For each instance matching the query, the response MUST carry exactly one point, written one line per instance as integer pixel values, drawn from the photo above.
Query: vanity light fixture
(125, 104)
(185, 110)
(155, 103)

——

TASK TO CARRY OUT → The data above must be restated word for word.

ANSWER SECTION →
For each instance matching the query, the response MUST carry exactly one point, written one line per instance as integer pixel values, drawn from the photo above.
Query: vanity light fixture
(125, 104)
(185, 110)
(155, 103)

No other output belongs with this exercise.